__Natural language region descriptions__.
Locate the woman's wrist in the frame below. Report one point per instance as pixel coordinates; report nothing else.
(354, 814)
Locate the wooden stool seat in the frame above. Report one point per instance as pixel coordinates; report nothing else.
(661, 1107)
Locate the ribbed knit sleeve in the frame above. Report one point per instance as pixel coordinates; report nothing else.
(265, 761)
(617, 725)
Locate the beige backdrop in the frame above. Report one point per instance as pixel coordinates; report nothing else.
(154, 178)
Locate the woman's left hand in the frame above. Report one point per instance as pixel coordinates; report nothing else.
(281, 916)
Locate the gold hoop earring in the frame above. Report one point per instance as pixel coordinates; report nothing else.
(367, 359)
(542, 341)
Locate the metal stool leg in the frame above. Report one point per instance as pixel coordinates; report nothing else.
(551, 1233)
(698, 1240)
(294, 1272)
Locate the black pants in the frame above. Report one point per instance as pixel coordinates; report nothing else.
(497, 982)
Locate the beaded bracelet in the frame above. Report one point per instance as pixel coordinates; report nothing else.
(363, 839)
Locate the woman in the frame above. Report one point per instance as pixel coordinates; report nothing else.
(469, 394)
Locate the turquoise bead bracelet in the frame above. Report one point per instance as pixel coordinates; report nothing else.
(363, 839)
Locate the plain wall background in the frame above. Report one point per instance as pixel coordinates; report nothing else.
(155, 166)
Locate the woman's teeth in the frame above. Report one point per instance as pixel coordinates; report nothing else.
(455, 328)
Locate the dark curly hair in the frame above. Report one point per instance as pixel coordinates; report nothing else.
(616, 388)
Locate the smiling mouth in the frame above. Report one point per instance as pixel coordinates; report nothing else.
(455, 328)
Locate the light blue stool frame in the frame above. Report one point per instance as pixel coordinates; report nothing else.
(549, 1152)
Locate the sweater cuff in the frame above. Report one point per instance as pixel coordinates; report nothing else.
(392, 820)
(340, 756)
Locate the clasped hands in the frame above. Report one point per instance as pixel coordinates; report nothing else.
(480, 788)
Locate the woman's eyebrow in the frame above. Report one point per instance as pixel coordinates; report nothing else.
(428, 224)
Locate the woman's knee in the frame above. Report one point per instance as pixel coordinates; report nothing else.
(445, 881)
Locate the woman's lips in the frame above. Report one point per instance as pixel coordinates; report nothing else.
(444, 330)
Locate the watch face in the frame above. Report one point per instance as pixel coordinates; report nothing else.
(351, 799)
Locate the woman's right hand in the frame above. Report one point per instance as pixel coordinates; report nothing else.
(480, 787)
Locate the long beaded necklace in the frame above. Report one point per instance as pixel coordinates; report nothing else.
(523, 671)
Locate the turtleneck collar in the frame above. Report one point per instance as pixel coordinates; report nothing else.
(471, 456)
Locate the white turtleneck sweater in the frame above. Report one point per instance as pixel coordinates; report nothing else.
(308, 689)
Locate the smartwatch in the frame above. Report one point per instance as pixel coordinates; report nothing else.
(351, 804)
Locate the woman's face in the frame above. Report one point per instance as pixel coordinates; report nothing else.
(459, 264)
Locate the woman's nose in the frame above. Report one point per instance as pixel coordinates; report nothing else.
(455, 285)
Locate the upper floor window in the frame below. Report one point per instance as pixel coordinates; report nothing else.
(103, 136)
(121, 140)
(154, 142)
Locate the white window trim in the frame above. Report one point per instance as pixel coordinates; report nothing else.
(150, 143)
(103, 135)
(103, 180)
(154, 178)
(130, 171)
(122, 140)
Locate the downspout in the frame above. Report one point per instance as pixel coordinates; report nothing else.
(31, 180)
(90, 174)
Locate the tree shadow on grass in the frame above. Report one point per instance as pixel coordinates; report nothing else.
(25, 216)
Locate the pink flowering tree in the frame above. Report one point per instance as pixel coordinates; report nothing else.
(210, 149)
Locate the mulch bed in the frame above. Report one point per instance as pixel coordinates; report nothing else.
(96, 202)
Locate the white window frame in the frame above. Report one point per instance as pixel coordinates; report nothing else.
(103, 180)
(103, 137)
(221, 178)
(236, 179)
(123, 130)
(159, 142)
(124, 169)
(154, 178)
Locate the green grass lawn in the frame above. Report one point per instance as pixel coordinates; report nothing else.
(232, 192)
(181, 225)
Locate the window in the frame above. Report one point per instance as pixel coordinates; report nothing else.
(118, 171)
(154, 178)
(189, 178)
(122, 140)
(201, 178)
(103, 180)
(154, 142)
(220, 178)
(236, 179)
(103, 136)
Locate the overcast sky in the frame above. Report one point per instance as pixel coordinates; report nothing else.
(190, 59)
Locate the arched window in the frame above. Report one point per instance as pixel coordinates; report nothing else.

__Problem to solve__. The output should match the records above exactly, entry for entry.

__Solution to this task__.
Locate the woman's wrist in the frame below. Report one point per instance as pixel coordinates; report nothing else.
(354, 814)
Locate the wooden stool seat in the frame above. Report one point per instance as pixel coordinates; report nothing else.
(661, 1107)
Locate the ribbed knit sleeve in the frame above. Report one point per instance as pixel coordinates; report nothing else.
(265, 761)
(617, 725)
Locate the beige backdrop in the frame above. Report one point per instance as pixel coordinates; report nothing else.
(154, 178)
Locate the woman's left hand in the frame above. Report one point per instance as pixel coordinates; report nothing else.
(281, 916)
Locate the gold hoop earring in the frame above. Report one point per instance as pixel coordinates; report nothing else.
(367, 359)
(542, 341)
Locate the metal stool leg in the frame above. Report one point per instance as pixel coordinates; report nothing else.
(551, 1233)
(698, 1240)
(294, 1272)
Locate the black pants in the frame above. Report one point per instance as pixel coordinates; report nothing else.
(497, 982)
Locate the beaded bracelet in the frame above. Report one point per instance as pixel coordinates; report nothing else.
(363, 839)
Locate the woman in the frame above. Report one point per instance as pixel coordinates; report nothing else.
(469, 394)
Locate the turquoise bead bracelet in the frame above. Report one point per instance as pixel coordinates; report nothing else.
(363, 839)
Locate the plain wall background in the frame above. Report one point per instance as pixel coordinates; report nothing else.
(155, 166)
Locate the woman's teeth in the frame above. Report one point per instance as pixel coordinates; report nothing else.
(455, 328)
Locate the dark curly hair in the frame above. Report one point per instance as pixel coordinates; report nothing else.
(616, 388)
Locate the smiling mouth in the frame above. Report one point per instance as pixel coordinates; report nothing else.
(455, 328)
Locate the light blue stool frame in the frame above. Report one point per instance as pixel coordinates; report nothing else.
(549, 1152)
Locate the sweater cuff in the frame above. Report one point per instance as pixel coordinates; report nothing else.
(392, 820)
(340, 756)
Locate the clasped hands in the frame above. Report one point per instance as pixel coordinates; report nothing else.
(480, 788)
Locate the woman's eyebrow in the frame above. Report one point per instance as pixel coordinates; report nothing else.
(428, 224)
Locate the woman's knee in the frame above. Report one point per instance as pixel coordinates; report nothing else.
(445, 881)
Locate the woman's lips in the frame above. Report one point per instance as pixel coordinates; report nothing else.
(444, 330)
Locate the watch face in the frame above. Report one point per instance as pixel coordinates; report nothing else.
(351, 799)
Locate the woman's right hand in the frame above. Report one point per instance as pixel coordinates; report nothing else.
(480, 787)
Locate the long beaded necklace in the frame above. Report one point per instance as pixel coordinates; report nothing else.
(523, 671)
Locate the turtleneck collar in the frame above. Report one point per instance as pixel coordinates; report nothing else.
(471, 456)
Locate the white turtleneck sweater in the frame above. Report one point per instance as pixel coordinates; report nothing else.
(308, 689)
Locate the smartwatch in the frame above. Report one point per instance as pixel coordinates; report nothing else.
(351, 804)
Locate the woman's face in the frame above. Report one point per instance as pixel coordinates; report nothing else.
(459, 264)
Locate the woman's nose in the frame above. Report one point per instance as pixel coordinates; report nothing else.
(455, 285)
Locate the upper floor window in the frame below. Report one point per instance as pixel coordinates; report nothing else.
(103, 136)
(121, 140)
(154, 142)
Locate the white window trim in the frame above. Report one point per instance as pixel coordinates; report nothing else.
(150, 143)
(103, 135)
(103, 180)
(154, 178)
(130, 171)
(122, 140)
Locate the downspout in the frame above. Report one point per instance as pixel coordinates; report nothing else.
(31, 180)
(90, 174)
Locate the tree shadow on grass in the frame above. Report one point per instance as pixel coordinates; report nothing else.
(25, 216)
Locate the pink flowering tree in the frame above. Report one point per instance as pixel coordinates; report nothing else.
(210, 149)
Locate the mulch bed in the frame above. Report one point per instance as pixel coordinates; report nothing else.
(96, 202)
Locate the white window frame in the frame above. Report one point per instance as pixel coordinates; report nothing else.
(103, 180)
(103, 137)
(221, 178)
(236, 179)
(123, 130)
(159, 142)
(124, 169)
(154, 178)
Locate the green grass lawn in the frame above. Report one point per instance as pixel coordinates; report nothing else.
(232, 192)
(181, 225)
Locate the window in the frame above. Report one point per instance as pixel coordinates; report nothing else.
(118, 171)
(154, 178)
(189, 178)
(122, 140)
(201, 178)
(103, 180)
(154, 142)
(220, 178)
(236, 179)
(103, 136)
Locate the overcast sky in the frame above. Report one point per instance as pixel coordinates; report nothing else.
(190, 59)
Locate the arched window in the frame above. Report one point per instance as pixel coordinates; report nothing else.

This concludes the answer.